■ **Extracted entries**

- - - - -

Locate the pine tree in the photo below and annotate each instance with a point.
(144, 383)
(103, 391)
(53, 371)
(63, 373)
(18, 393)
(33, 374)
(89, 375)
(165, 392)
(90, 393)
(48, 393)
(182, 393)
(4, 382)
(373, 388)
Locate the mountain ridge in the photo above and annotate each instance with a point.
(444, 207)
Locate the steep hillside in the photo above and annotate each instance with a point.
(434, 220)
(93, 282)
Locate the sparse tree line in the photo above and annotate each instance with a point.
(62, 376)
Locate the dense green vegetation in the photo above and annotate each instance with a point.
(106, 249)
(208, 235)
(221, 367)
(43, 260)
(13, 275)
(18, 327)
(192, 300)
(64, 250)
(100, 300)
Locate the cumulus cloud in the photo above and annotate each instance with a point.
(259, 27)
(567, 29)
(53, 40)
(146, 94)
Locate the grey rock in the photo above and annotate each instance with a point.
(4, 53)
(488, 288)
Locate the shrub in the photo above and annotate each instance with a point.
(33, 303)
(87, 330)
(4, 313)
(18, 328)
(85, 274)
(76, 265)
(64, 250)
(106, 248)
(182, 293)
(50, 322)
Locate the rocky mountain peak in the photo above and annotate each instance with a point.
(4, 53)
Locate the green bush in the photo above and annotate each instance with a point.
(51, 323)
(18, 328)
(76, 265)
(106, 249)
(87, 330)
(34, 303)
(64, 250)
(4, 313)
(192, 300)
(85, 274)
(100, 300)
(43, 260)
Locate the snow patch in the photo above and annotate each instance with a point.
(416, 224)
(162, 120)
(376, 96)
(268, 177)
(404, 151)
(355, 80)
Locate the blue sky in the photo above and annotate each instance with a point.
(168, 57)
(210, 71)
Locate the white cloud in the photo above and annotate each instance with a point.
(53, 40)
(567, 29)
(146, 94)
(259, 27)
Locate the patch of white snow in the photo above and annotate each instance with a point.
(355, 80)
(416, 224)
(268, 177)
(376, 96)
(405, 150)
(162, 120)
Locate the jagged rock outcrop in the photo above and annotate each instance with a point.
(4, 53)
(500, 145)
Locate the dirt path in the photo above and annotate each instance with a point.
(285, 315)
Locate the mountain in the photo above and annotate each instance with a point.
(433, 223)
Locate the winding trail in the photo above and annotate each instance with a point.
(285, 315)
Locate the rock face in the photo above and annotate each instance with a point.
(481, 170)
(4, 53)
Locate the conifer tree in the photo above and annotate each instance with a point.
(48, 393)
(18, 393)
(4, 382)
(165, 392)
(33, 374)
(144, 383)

- - - - -

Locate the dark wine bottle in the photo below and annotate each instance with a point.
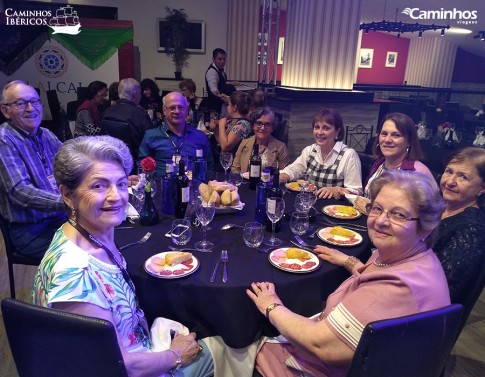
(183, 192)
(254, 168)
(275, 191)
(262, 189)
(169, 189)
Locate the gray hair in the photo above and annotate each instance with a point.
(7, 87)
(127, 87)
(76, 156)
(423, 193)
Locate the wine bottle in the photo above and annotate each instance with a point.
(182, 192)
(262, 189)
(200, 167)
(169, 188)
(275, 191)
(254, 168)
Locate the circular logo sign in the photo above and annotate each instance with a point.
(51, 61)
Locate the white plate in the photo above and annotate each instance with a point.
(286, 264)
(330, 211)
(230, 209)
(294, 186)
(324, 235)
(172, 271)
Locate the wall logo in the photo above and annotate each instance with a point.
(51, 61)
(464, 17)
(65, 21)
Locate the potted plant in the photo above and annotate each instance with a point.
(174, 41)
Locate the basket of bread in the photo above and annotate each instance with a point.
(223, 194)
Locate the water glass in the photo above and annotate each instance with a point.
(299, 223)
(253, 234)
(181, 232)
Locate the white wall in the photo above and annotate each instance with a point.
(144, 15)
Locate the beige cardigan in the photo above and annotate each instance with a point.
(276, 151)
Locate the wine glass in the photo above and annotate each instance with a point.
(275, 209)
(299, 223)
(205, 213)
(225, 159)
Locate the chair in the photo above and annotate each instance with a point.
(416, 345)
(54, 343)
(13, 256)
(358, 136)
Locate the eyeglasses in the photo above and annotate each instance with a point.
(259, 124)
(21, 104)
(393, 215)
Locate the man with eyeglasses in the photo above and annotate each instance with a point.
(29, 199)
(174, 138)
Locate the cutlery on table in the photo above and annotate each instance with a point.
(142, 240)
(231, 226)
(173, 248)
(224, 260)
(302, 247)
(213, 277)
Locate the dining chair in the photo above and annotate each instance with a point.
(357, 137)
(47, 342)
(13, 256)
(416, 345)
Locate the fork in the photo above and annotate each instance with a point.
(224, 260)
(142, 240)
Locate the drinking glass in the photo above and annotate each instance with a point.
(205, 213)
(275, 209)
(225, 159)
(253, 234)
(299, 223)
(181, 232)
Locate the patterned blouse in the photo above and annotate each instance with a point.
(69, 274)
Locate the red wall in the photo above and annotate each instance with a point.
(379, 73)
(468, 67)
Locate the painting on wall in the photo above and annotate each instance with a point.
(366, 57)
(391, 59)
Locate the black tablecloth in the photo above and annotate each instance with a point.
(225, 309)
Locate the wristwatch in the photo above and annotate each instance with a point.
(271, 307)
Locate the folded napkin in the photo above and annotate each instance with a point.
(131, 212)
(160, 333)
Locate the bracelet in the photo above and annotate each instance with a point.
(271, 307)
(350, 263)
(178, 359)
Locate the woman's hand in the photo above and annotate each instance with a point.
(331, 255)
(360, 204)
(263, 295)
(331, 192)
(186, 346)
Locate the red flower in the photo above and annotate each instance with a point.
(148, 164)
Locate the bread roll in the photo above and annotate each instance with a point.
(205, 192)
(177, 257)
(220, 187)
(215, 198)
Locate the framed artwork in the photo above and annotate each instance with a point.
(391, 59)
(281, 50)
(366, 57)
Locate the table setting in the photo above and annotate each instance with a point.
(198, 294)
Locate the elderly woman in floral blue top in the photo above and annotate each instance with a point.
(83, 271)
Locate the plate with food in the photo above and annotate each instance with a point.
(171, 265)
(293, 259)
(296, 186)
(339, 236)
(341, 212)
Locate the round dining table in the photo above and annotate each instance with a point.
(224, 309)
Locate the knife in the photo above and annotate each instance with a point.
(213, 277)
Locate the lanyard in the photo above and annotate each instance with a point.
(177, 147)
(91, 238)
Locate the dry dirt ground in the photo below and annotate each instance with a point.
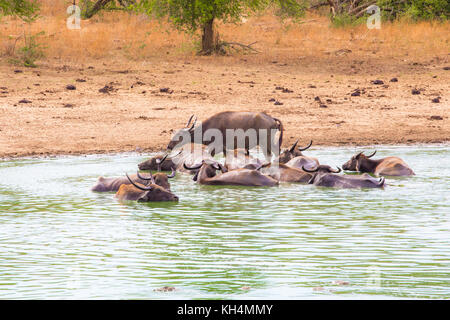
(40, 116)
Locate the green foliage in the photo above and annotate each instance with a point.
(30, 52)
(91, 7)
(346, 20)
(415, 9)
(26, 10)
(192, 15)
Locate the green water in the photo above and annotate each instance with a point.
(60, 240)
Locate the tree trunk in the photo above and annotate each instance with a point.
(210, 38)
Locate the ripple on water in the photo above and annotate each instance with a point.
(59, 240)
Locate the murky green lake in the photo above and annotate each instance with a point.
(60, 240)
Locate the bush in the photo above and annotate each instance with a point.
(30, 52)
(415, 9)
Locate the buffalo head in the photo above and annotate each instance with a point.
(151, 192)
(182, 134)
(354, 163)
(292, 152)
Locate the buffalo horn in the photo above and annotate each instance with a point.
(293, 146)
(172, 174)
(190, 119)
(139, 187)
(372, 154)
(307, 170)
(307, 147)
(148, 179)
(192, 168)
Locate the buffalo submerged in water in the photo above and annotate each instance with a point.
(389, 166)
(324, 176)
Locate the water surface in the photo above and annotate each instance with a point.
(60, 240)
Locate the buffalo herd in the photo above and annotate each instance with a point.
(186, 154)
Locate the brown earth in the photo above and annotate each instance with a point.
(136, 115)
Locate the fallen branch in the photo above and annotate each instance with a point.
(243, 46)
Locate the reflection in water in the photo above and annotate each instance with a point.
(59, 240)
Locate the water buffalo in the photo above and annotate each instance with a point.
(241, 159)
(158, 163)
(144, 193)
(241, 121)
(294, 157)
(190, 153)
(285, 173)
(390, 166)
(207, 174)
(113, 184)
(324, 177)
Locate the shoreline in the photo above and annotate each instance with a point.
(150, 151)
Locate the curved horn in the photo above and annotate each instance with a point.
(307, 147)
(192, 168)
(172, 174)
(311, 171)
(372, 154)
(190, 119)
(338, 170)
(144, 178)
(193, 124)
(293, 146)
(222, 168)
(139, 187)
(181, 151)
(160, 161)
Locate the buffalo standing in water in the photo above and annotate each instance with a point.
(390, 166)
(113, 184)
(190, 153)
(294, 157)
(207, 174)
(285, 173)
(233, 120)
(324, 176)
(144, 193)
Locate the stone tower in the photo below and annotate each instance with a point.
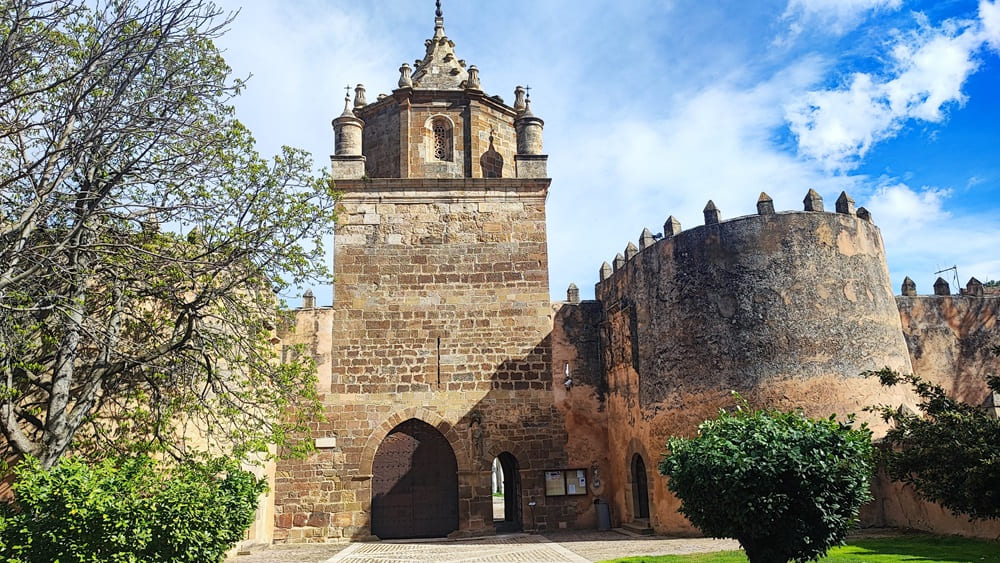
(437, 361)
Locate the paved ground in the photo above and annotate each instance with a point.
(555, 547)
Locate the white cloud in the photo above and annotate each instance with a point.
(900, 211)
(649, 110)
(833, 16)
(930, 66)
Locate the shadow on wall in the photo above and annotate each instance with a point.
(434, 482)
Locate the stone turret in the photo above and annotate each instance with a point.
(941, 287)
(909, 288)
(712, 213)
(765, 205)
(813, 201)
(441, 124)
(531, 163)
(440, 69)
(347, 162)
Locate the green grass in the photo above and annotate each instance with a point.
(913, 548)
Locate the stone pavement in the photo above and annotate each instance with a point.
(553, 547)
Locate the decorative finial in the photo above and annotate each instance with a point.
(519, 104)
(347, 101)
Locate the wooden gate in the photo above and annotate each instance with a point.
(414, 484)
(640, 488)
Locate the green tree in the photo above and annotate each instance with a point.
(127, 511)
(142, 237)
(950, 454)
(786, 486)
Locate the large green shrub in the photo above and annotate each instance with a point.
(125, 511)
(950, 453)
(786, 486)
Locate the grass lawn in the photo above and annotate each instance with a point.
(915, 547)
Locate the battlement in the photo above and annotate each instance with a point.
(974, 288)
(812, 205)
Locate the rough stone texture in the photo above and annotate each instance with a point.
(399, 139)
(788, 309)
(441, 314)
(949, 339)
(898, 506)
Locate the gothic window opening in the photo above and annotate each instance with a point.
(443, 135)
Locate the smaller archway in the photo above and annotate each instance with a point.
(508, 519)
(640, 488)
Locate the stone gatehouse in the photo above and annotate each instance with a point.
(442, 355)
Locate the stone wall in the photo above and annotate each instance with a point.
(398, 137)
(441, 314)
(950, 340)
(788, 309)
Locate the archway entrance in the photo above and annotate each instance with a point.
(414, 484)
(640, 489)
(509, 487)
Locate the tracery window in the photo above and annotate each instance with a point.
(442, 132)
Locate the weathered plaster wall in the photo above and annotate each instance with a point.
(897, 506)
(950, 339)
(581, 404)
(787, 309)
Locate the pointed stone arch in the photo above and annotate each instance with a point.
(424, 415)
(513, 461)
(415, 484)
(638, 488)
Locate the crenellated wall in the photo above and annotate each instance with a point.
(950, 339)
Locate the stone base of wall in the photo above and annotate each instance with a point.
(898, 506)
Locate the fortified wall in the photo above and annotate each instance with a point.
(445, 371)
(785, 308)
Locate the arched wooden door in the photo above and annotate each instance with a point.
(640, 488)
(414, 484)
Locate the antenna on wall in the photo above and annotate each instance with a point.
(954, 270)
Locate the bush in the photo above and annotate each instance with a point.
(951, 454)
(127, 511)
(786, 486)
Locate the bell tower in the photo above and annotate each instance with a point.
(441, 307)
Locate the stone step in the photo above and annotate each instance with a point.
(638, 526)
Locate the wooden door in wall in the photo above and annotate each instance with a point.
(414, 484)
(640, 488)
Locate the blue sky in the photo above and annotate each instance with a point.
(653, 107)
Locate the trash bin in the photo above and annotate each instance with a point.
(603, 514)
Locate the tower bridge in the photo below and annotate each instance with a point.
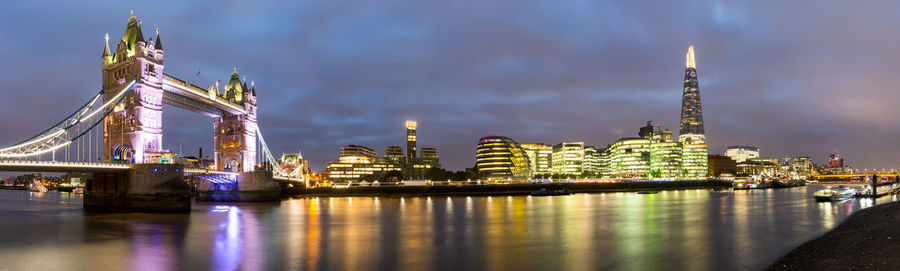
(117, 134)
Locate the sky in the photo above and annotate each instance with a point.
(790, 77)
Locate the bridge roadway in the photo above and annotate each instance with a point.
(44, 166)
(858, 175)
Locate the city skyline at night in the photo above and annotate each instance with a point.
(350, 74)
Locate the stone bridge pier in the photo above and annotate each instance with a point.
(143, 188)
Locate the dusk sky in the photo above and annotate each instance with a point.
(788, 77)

- - - - -

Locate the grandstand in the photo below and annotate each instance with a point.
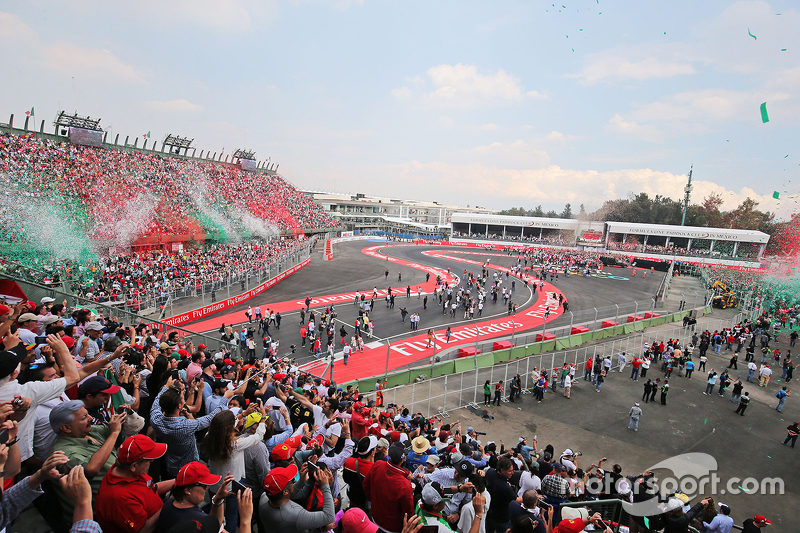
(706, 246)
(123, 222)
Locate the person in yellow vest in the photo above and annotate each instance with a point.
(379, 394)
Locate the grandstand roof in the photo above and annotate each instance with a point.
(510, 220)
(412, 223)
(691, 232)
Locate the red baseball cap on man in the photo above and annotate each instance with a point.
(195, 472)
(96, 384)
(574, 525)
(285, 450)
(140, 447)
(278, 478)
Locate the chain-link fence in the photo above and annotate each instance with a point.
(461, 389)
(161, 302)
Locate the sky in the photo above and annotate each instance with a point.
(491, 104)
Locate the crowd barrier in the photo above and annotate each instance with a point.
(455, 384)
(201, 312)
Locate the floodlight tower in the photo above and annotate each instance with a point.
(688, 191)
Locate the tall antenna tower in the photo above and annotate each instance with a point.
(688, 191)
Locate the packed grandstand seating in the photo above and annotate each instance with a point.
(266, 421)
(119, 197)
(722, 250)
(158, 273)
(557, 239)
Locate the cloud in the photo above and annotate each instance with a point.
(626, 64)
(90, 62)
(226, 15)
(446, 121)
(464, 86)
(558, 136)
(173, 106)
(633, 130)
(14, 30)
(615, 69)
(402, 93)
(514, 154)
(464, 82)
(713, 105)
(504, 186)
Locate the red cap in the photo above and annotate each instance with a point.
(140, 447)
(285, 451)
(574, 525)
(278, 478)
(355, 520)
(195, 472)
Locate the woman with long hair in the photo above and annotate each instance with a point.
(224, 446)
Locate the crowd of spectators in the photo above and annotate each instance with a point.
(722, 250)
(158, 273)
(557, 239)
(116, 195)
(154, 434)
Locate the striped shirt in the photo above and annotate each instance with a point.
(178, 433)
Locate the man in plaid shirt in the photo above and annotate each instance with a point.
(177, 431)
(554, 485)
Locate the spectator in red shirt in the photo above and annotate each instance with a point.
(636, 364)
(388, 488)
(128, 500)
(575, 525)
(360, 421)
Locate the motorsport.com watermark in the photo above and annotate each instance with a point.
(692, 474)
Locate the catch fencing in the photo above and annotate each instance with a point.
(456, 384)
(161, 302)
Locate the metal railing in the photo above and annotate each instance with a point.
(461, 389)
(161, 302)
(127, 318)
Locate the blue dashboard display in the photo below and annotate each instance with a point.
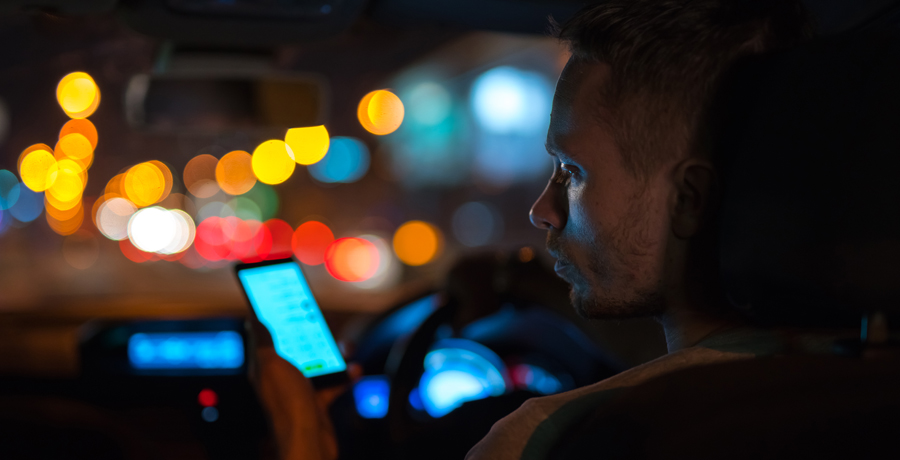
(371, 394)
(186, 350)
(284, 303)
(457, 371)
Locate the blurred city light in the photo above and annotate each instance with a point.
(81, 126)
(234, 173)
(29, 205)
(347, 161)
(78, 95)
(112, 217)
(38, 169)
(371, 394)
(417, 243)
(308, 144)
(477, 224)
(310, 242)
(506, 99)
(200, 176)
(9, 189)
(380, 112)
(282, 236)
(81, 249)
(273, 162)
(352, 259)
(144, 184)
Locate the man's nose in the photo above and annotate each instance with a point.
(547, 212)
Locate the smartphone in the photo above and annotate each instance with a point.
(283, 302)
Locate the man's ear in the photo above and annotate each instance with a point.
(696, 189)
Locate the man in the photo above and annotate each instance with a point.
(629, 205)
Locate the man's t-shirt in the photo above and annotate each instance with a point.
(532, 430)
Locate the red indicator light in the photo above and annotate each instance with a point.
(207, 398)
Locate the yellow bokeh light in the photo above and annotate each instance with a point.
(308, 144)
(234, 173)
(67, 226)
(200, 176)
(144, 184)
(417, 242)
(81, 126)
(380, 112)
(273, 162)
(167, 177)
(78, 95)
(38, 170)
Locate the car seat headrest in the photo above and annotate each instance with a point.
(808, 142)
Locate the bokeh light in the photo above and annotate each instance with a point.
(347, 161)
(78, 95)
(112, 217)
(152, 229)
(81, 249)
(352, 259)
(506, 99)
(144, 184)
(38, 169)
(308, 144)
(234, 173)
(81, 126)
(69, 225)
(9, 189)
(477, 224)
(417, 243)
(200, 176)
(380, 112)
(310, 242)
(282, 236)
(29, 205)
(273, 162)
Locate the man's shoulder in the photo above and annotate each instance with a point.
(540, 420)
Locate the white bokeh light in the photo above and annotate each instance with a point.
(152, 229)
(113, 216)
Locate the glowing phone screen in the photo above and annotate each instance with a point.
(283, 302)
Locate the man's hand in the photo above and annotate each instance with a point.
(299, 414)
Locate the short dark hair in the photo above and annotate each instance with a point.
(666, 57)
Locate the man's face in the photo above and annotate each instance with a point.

- - - - -

■ **Goal**
Count the lines in the data above that contain the word "window", with case counting. Reply with only the number.

■ **Response to the exercise**
2